** BEGIN ARTICLE **

Are Your Outsourcer's Prices Too Low?
- 11 March, 2010 07:40
- Comments
It's always a good idea to benchmark your outsourcer's prices periodically against the market. But what if you find that your IT service provider's rates are too low?
It could happen. And it's not usually a good thing. While every benchmarker, client and outsourcer has an opinion about acceptable variances in IT service rates, outsourcing prices that come in at more than 20 percent below the market rate are red flags.
Prices that are too low can lead outsourcing vendors to issue more change orders for work they claim is beyond the scope of the original contract. Bargain basement prices can also push vendors to replace skilled staff with lower-cost personnel and innovate less. And they can lead to poor service that may not be covered by the client's service level agreements (SLAs.)
"Many service level agreements are written to provide the customer with relatively little protection; the targets are easy for the vendor to meet, while the actual service fails to adequately address the business needs," says Bob Mathers, principal consultant with Compass Management Consulting in Toronto. "If the vendor is making a fair margin, client and vendor can work together to close this gap. If the vendor is bleeding, they are more apt to stick to the letter of the contract and provide nothing more, leaving internal IT groups to pick up the slack."
Services Likely Priced Too Low
Under-pricing can show up in almost any area of service--except storage, where costs fall so fast it's hard for outsourcing contracts to keep up. Areas of service that tend to experience flat or marginal price declines over time, such as service desk or desktop support, often end up priced too low down the line.
"Also, if the client environment changes over the life of the contract in a way that makes it more expensive to support--decentralization or greater complexity--and prices have not increased to reflect these changes, that may result in contract prices that are below market," adds Mathers.
There can be valid reasons for cut-rate pricing, but that's less likely in today's mature outsourcing market. "If a vendor organization can leverage particular capabilities to lower their costs, they have a competitive advantage that may allow them to lower their pricing while maintaining margins," says Mathers. "That said, there are few levers left for vendors to pull. If a benchmark shows pricing to be below market, and the benchmark properly accounted for all material drivers of price in the services, it is safe for the client to conclude that the vendor most likely has lower-than-market margins."
Bargain basement rates often are a result of errors on the part of the provider. Outsourcing prices are complex to set--even for the pros. "I once saw a mainframe deal where the applications were priced at 30 percent of market. I don't even think the vendor ever figured that out," says Adam Strichman, an independent outsourcing consultant in Mechanicsville, Va. "Application hours are a complicated calculation even for the best pricers and benchmarkers. Often, the accountants measuring the deal screw up the pricing."
Outsourcing customers may never notice that their prices are too low, either, particularly if their demand for IT services and, thus, their overall costs, are rising steadily.

** END ARTICLE **
** BEGIN SUPPLIED RECORDS **

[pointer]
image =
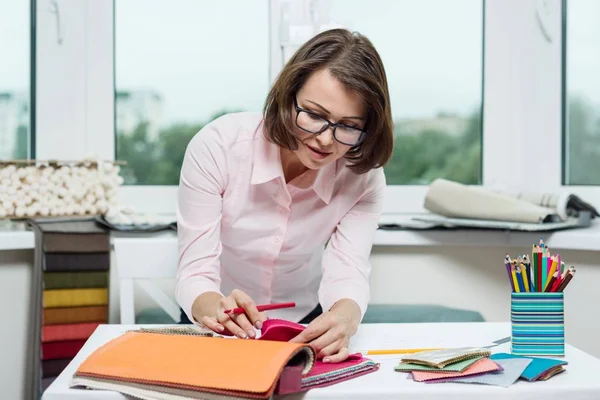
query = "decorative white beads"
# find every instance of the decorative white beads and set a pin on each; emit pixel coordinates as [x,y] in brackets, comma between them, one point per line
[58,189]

** END SUPPLIED RECORDS **

WHAT TO DO:
1/ Extract the passage of the outsourcing article starting at "Are Your Outsourcer's" and ending at "level agreements (SLAs.)", word for word.
2/ Copy the listing that follows the outsourcing article line for line, and omit the picture from your copy.

SOLUTION SET:
1/
Are Your Outsourcer's Prices Too Low?
- 11 March, 2010 07:40
- Comments
It's always a good idea to benchmark your outsourcer's prices periodically against the market. But what if you find that your IT service provider's rates are too low?
It could happen. And it's not usually a good thing. While every benchmarker, client and outsourcer has an opinion about acceptable variances in IT service rates, outsourcing prices that come in at more than 20 percent below the market rate are red flags.
Prices that are too low can lead outsourcing vendors to issue more change orders for work they claim is beyond the scope of the original contract. Bargain basement prices can also push vendors to replace skilled staff with lower-cost personnel and innovate less. And they can lead to poor service that may not be covered by the client's service level agreements (SLAs.)

2/
[pointer]
image =
query = "decorative white beads"
# find every instance of the decorative white beads and set a pin on each; emit pixel coordinates as [x,y] in brackets, comma between them, one point per line
[58,189]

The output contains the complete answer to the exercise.